*STATED GOAL*: Output every line of the material from the beginning through the line containing "[0,147,1024,282]" as a Markdown table with the columns Row and Line, leaving out blank lines.
* Start SUPPLIED DATA *
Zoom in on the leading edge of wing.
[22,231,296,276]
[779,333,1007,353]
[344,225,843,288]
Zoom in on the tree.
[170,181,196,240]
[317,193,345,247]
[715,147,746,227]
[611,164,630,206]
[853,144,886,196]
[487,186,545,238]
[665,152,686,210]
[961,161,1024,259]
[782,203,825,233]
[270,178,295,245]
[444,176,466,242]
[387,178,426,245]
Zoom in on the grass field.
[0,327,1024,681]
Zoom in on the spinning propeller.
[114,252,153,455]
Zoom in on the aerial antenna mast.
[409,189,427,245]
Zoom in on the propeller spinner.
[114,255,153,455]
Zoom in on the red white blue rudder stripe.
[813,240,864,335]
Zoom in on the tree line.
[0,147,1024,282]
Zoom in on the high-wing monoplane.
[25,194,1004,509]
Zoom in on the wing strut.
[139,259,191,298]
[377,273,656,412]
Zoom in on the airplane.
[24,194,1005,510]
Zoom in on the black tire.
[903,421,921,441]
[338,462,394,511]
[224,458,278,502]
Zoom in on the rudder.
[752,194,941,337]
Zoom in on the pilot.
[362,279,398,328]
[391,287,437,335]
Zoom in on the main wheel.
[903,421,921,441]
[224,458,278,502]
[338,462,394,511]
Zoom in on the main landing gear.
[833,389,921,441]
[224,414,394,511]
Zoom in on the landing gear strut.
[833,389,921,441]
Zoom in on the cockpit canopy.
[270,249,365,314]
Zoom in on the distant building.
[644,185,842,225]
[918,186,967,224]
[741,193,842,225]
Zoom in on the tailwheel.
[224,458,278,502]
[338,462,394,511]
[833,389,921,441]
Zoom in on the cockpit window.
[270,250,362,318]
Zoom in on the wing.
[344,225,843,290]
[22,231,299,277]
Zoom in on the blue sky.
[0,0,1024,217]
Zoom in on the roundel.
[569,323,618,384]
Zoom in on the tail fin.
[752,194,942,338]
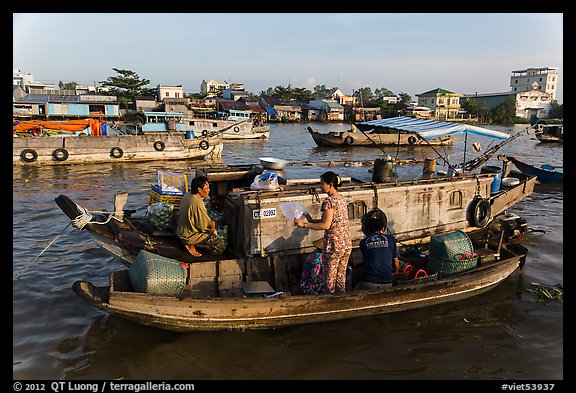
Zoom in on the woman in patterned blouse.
[294,171,352,293]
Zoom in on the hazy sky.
[13,13,564,103]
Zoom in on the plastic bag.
[280,202,307,221]
[148,202,174,231]
[250,171,280,191]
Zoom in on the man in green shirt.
[176,176,226,257]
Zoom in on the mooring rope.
[16,223,70,280]
[70,205,123,229]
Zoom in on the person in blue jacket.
[356,216,400,289]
* End SUPPLIED DATA *
*EXERCISE OUTPUT*:
| Row | Line |
|---|---|
| 1 | Zoom in on the leading edge of wing. |
| 2 | [22,231,296,276] |
| 3 | [779,333,1007,353] |
| 4 | [344,225,843,288] |
| 5 | Zoom in on the tree. |
| 6 | [170,181,196,240] |
| 7 | [317,193,345,247] |
| 8 | [715,147,746,227] |
| 9 | [611,164,630,206] |
| 10 | [853,144,886,196] |
| 11 | [487,186,545,238] |
| 12 | [665,152,686,210] |
| 13 | [961,161,1024,259] |
| 14 | [782,203,825,233] |
| 15 | [270,178,295,245] |
| 16 | [444,176,466,242] |
| 17 | [387,178,426,245] |
| 18 | Zoom in on the grass field. |
| 19 | [0,327,1024,681] |
| 20 | Zoom in on the spinning propeller. |
| 21 | [114,252,153,455] |
| 22 | Zoom in on the aerial antenna mast. |
| 23 | [409,189,427,245] |
| 24 | Zoom in on the propeller spinner. |
| 25 | [114,255,153,455] |
| 26 | Zoom in on the red white blue rudder stripe. |
| 27 | [813,240,864,335] |
| 28 | Zoom in on the tree line. |
| 29 | [0,147,1024,282] |